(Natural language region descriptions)

..........

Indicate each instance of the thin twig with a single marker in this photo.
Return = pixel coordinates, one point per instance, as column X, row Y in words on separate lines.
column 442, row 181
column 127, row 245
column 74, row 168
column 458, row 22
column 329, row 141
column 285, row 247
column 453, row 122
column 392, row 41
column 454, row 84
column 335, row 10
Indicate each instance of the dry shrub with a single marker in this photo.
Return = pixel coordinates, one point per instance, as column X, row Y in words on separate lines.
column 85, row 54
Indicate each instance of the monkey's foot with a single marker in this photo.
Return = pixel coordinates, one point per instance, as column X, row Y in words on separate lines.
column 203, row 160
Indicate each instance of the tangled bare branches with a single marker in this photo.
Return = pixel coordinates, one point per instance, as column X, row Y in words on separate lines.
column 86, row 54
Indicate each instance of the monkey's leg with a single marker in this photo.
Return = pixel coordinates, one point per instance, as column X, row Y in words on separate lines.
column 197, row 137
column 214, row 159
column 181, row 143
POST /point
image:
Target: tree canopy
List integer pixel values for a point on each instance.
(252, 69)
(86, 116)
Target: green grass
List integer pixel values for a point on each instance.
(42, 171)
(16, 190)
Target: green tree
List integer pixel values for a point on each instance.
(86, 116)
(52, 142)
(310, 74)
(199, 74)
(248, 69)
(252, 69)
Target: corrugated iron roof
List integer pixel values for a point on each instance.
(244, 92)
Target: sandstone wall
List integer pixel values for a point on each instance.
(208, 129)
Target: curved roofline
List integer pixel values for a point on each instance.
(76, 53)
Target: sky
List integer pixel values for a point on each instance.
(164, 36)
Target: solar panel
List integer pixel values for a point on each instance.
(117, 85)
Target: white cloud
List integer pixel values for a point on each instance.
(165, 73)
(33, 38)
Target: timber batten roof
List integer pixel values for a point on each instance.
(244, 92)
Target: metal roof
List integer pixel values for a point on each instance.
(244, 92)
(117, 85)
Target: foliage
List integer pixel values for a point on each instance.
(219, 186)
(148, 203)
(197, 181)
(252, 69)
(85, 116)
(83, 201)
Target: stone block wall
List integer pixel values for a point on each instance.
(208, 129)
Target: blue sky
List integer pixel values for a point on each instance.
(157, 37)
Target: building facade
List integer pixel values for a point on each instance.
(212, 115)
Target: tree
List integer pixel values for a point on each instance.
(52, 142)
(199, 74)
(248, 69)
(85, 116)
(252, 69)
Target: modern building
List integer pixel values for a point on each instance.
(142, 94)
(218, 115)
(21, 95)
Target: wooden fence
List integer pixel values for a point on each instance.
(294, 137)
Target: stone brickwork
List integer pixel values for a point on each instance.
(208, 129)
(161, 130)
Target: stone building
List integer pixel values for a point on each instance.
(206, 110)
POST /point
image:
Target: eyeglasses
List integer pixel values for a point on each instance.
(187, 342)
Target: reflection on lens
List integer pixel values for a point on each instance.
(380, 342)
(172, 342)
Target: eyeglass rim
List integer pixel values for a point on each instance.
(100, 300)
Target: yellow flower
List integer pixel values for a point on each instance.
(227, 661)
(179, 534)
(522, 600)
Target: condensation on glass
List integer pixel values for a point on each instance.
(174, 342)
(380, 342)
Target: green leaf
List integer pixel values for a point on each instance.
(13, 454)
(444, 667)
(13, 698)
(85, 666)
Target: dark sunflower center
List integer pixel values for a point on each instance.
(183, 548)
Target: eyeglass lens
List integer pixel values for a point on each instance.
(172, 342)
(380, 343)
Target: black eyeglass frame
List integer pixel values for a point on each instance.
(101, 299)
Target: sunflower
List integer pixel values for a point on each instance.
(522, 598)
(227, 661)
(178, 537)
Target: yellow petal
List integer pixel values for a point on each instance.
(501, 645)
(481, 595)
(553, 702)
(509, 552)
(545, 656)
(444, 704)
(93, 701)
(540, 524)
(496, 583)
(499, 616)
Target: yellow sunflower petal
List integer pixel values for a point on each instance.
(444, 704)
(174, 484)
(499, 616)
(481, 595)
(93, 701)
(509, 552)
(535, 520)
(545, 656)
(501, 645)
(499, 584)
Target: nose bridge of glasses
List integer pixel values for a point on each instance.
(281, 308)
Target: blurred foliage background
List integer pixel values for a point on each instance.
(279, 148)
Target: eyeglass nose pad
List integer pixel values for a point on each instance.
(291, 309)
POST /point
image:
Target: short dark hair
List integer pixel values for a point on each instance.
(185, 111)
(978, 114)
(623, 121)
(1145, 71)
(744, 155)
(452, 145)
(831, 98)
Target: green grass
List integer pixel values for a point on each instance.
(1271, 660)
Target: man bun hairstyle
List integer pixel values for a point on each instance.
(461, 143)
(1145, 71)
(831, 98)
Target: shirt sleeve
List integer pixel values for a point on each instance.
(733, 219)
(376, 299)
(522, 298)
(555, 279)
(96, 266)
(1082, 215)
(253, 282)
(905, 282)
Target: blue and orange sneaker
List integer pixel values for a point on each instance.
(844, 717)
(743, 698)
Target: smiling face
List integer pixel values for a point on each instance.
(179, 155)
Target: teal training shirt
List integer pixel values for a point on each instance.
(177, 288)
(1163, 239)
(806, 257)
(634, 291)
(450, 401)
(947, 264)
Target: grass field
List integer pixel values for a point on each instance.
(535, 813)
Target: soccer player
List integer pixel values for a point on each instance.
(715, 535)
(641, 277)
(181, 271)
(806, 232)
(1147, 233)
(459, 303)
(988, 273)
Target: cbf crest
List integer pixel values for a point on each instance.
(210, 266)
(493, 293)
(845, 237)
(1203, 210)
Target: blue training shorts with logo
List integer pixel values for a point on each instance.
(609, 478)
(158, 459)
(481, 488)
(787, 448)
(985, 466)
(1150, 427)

..........

→ **DESCRIPTION OF THE TASK**: Your task is to repeat the entries exactly.

→ **ANSWER TO THE EXERCISE**:
Indicate each instance of the thin twig with a single marker in this photo.
Return = pixel coordinates, one point per instance, as column X, row Y in words on separate lines.
column 442, row 181
column 127, row 245
column 74, row 168
column 458, row 22
column 329, row 141
column 285, row 247
column 453, row 122
column 392, row 41
column 454, row 84
column 335, row 10
Indicate each instance of the dry shrub with a single marker in this photo.
Return = pixel coordinates, one point per instance, as column X, row Y in words on separate lines.
column 85, row 54
Indicate each instance of the monkey's foot with a single marker in this photo.
Return = pixel coordinates, one point per instance, as column X, row Y in words on separate lines.
column 203, row 160
Indicate each instance of the tangled bare branches with a single marker in this photo.
Return = pixel coordinates, one point per instance, as column X, row Y in words on separate lines.
column 86, row 54
Indicate each instance of the monkey's leg with a single marker in this photo.
Return = pixel coordinates, one point per instance, as column X, row Y in words on separate lines.
column 197, row 137
column 214, row 159
column 181, row 143
POST /point
image:
Target: tree canopy
List integer pixel values for a point on each instance.
(252, 69)
(86, 116)
Target: green grass
List integer pixel values for a point on each instance.
(42, 171)
(16, 190)
Target: green tree
List integer pixel values for a point on each instance.
(86, 116)
(52, 142)
(310, 74)
(199, 74)
(248, 69)
(252, 69)
Target: corrugated iron roof
List integer pixel values for a point on each instance.
(244, 92)
Target: sandstone wall
List integer pixel values for a point on each instance.
(208, 129)
Target: curved roofline
List integer pixel values for a point on each instance.
(76, 53)
Target: sky
List integer pixel values for a point on each instance.
(164, 36)
Target: solar panel
List integer pixel values for a point on each instance.
(117, 85)
Target: white cloud
List integer pixel values for a point on each instance.
(165, 73)
(33, 38)
Target: timber batten roof
List integer pixel values for a point on each instance.
(244, 92)
Target: metal roof
List integer pixel values for a point on each instance.
(244, 92)
(117, 85)
Target: foliage
List integer pixel values for a point on each instance.
(219, 186)
(148, 203)
(197, 181)
(252, 69)
(85, 116)
(83, 201)
Target: stone block wall
List integer pixel values for a point on each instance.
(208, 129)
Target: blue sky
List integer pixel values for a point on each instance.
(157, 37)
Target: building facade
List integer pixel values for a point on each instance.
(212, 115)
Target: tree
List integer pixel values for a point on each instance.
(52, 142)
(199, 74)
(248, 69)
(85, 116)
(252, 69)
Target: modern building
List integer pixel values for a point on each instance.
(142, 94)
(218, 115)
(21, 95)
Target: wooden fence
List integer pixel values for a point on each instance.
(294, 137)
Target: stone brickwork
List integer pixel values for a point on each instance.
(208, 129)
(161, 130)
Target: stone building
List integer pixel values for a point on each instance.
(206, 110)
POST /point
image:
Target: eyeglasses
List integer pixel values for a point on each instance.
(187, 342)
Target: reflection on lens
List integer pixel values for a point on each instance.
(380, 342)
(172, 342)
Target: eyeglass rim
List integer pixel values for a point on each instance.
(100, 300)
Target: yellow flower
List integer pixel values for a point on each instance.
(227, 661)
(179, 534)
(522, 600)
Target: condensation on glass
List integer pixel values for a point on each instance.
(174, 342)
(380, 342)
Target: green leaf
List integer pixel values for a point on each instance.
(13, 454)
(444, 667)
(13, 698)
(85, 666)
Target: dark sunflower center
List integer pixel values for a point on each instance.
(183, 548)
Target: eyeglass lens
List integer pixel values for a point on each instance.
(172, 342)
(380, 343)
Target: black eyeglass frame
List integer pixel values for a point on each instance.
(101, 299)
Target: sunflower
List integer pixel values for a point on each instance.
(522, 598)
(227, 661)
(178, 537)
Target: yellow petal
List integer pixel values for a point on each instance.
(501, 645)
(481, 595)
(553, 702)
(509, 552)
(545, 656)
(444, 704)
(93, 701)
(540, 524)
(496, 583)
(499, 616)
Target: yellow sunflower petal
List integer pixel values for a point on each instance.
(444, 704)
(174, 484)
(499, 616)
(481, 595)
(93, 701)
(509, 552)
(535, 520)
(545, 656)
(501, 645)
(499, 584)
Target: nose bridge of glasses
List integer pixel values for a point on each instance.
(281, 308)
Target: blurred foliage background
List integer pixel values for a point on each instance.
(279, 148)
Target: eyeglass nose pad
List integer pixel values for a point on each instance.
(291, 309)
POST /point
image:
Target: short dark hair
List integer pixel values for a point on each instance.
(185, 111)
(978, 114)
(623, 121)
(1145, 71)
(744, 155)
(452, 145)
(831, 98)
Target: green grass
List integer pixel values for a point on each instance.
(1271, 660)
Target: man bun hairstyle
List integer pixel values for a point on each instance.
(461, 143)
(1145, 71)
(831, 98)
Target: shirt sleeve
List integer pixel values for a point on each instance.
(733, 219)
(376, 299)
(522, 298)
(555, 279)
(96, 266)
(1082, 215)
(253, 282)
(905, 282)
Target: blue and orange sneaker
List integer pixel values for a point on each instance.
(844, 717)
(743, 698)
Target: smiling face
List integer pixel values for a point on each instance.
(179, 155)
Target: teal training shirt
List integer pixel values for a point on each instance.
(177, 288)
(1163, 239)
(806, 257)
(634, 291)
(450, 401)
(947, 264)
Target: grass field
List integer pixel values for a point on each instance.
(535, 813)
Target: soccer player
List integer pixel values for a point on each instance.
(715, 535)
(641, 277)
(181, 271)
(806, 232)
(1147, 233)
(459, 303)
(988, 273)
Target: cbf crest
List integer pixel values for a point on each instance.
(210, 266)
(493, 293)
(845, 237)
(1203, 210)
Target: blue training shorts with logo
List integer pixel values for a point on each instance.
(609, 478)
(158, 459)
(481, 488)
(787, 448)
(985, 466)
(1150, 427)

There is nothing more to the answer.